## Texte à lire
____________________

Annulation : le jugement contre Bahar Kimyongür était illégal

Ce jeudi 19 avril 2007, la Cour de Cassation a donc décidé de jeter un bâton

dans les roues de la Justice expéditive, trafiquée et manipulée.

En déclarant illégale la nomination du juge Freddy Troch (spécialement désigné

à la tête du tribunal correctionnel de Bruges pour être sûr d'obtenir un

verdict à la sévérité exemplaire…), la Cour de Cassation s'est expressément

basée sur l'article 6 de la Convention européenne des droits de l'Homme.

Cet article exige, en effet, pour tout prévenu l'impartialité du tribunal chargé

de le juger. Or il suffit qu'un seul élément de suspicion existe, selon le

Président Forier de la Cour de Cassation, pour que soit contestable la

légimité du tribunal, ce qui est le cas.

____________________

## Consigne a
Reproduisez tel quel le passage de l'article sur l'arrêt de la Cour de cassation, en commençant à "Cet article exige, en" et en terminant à "est le cas.".

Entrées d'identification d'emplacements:
____________________

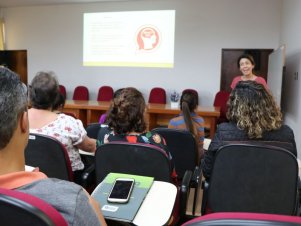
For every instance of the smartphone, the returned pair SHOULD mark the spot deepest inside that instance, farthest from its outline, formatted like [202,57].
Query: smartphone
[121,190]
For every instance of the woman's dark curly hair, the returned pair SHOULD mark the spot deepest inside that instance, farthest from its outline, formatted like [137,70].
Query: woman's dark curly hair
[126,113]
[44,90]
[253,109]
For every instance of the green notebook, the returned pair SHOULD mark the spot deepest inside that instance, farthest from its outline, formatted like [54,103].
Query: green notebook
[122,211]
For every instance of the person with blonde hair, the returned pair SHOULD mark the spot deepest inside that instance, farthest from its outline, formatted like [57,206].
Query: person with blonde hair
[253,116]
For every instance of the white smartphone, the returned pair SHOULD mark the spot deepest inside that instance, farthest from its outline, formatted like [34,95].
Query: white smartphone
[121,190]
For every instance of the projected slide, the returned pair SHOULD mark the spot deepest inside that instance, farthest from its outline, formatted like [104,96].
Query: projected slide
[129,39]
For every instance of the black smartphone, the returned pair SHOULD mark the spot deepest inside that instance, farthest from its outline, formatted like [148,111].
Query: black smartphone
[121,190]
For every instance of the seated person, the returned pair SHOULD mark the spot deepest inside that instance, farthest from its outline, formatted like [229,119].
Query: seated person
[126,122]
[44,94]
[253,116]
[71,200]
[102,118]
[189,120]
[59,104]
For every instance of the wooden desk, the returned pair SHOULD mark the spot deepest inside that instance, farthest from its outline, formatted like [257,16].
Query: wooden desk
[156,114]
[87,111]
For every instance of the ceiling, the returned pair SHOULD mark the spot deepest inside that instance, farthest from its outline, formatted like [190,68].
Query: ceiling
[14,3]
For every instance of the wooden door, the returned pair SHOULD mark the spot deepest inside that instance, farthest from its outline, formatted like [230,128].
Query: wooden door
[15,60]
[229,68]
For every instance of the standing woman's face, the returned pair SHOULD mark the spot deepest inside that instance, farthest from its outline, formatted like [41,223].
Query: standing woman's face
[246,66]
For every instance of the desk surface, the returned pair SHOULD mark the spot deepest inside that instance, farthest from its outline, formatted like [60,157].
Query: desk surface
[157,206]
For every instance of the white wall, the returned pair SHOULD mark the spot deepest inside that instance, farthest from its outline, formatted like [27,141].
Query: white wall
[291,36]
[53,37]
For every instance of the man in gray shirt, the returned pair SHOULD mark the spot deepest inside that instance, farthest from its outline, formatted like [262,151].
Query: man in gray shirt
[71,200]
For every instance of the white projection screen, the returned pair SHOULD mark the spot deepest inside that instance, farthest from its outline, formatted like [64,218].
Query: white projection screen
[129,39]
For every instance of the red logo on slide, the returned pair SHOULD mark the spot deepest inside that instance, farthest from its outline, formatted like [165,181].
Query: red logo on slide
[148,38]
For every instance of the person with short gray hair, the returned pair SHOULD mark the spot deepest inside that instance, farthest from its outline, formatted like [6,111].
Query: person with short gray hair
[71,200]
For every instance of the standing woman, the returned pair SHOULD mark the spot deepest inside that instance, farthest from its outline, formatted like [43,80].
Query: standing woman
[189,120]
[246,64]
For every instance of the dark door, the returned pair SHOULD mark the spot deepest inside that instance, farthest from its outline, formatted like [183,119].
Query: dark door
[15,60]
[229,67]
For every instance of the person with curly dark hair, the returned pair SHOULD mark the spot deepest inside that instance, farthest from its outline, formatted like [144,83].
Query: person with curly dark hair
[253,116]
[190,120]
[246,65]
[126,122]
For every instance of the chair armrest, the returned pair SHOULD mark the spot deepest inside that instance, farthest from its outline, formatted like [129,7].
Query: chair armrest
[205,186]
[184,192]
[88,177]
[197,174]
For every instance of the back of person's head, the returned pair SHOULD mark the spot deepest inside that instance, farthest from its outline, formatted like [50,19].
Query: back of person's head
[127,112]
[253,109]
[245,56]
[188,103]
[13,102]
[44,90]
[117,93]
[59,102]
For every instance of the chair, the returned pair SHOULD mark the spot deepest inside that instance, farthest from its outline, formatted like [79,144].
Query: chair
[105,93]
[138,159]
[63,91]
[193,91]
[49,155]
[220,100]
[252,178]
[21,209]
[157,96]
[129,158]
[183,149]
[81,93]
[243,219]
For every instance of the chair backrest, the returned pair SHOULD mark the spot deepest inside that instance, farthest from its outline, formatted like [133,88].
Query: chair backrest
[93,129]
[157,96]
[243,219]
[81,93]
[220,100]
[105,93]
[49,155]
[18,208]
[132,158]
[253,178]
[63,91]
[193,91]
[182,147]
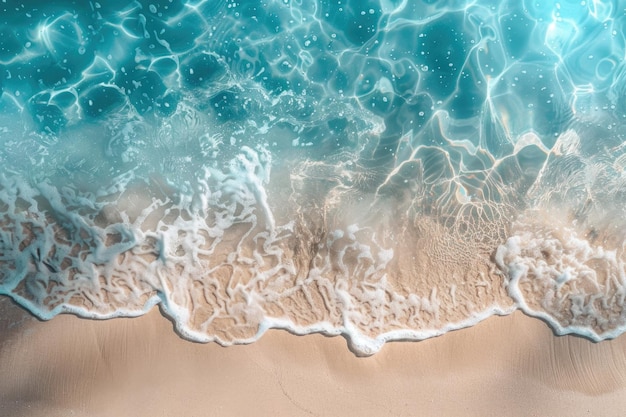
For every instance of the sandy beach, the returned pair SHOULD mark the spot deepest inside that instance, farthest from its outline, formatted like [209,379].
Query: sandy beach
[504,366]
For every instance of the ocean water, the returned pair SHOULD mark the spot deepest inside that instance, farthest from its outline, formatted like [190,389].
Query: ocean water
[384,170]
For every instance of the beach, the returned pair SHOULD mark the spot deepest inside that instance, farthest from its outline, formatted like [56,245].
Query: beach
[504,366]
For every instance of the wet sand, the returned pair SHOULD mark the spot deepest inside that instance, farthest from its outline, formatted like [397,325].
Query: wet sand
[504,366]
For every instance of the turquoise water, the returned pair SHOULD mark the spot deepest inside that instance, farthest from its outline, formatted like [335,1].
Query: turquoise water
[385,170]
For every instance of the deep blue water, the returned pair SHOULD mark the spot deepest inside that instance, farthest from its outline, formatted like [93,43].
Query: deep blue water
[382,169]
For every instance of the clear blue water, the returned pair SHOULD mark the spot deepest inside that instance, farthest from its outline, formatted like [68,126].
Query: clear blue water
[380,169]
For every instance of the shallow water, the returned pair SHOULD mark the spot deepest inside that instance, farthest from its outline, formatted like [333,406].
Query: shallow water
[384,170]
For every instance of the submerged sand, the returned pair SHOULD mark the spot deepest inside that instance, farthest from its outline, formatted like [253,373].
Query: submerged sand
[504,366]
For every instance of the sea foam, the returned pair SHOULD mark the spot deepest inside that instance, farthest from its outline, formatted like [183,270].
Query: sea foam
[380,170]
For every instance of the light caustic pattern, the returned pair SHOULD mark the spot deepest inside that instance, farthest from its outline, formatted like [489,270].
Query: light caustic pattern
[384,170]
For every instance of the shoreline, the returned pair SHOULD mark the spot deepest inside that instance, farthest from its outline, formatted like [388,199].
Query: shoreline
[512,365]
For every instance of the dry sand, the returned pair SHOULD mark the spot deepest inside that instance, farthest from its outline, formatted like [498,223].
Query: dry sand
[505,366]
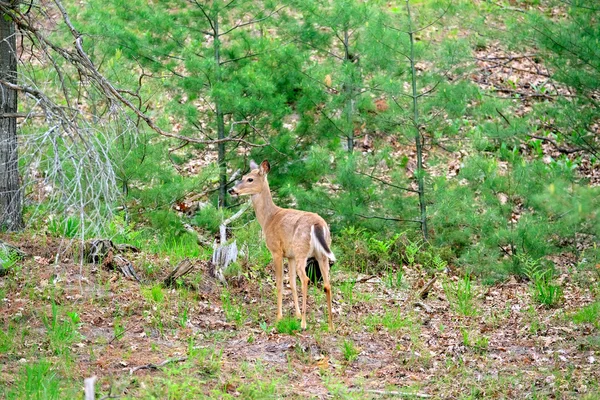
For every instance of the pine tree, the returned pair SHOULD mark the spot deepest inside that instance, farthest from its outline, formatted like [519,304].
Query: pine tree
[218,65]
[11,217]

____________________

## Consigne b
Dans les enregistrements, reprenez les lignes depuis celle qui contient "For every instance of the dry" jusqu'à la fin des enregistrements, bornes incluses, en remplaçant "pine tree" par "spruce" sans rien modifier d'autre. Omettez les images.

## Résultat a
Cet article exige, en effet, pour tout prévenu l'impartialité du tribunal chargé

de le juger. Or il suffit qu'un seul élément de suspicion existe, selon le

Président Forier de la Cour de Cassation, pour que soit contestable la

légimité du tribunal, ce qui est le cas.

## Résultat b
For every instance of the dry sand, the returned pair SHOULD mark the spot deepest inside that instance, farthest from its outline, formatted like [498,223].
Query: dry sand
[505,366]
For every instance of the spruce, the returned pair SHOULD mark the spot deepest inside that instance, farthest from its outline, formatted like [519,304].
Query: spruce
[218,65]
[11,217]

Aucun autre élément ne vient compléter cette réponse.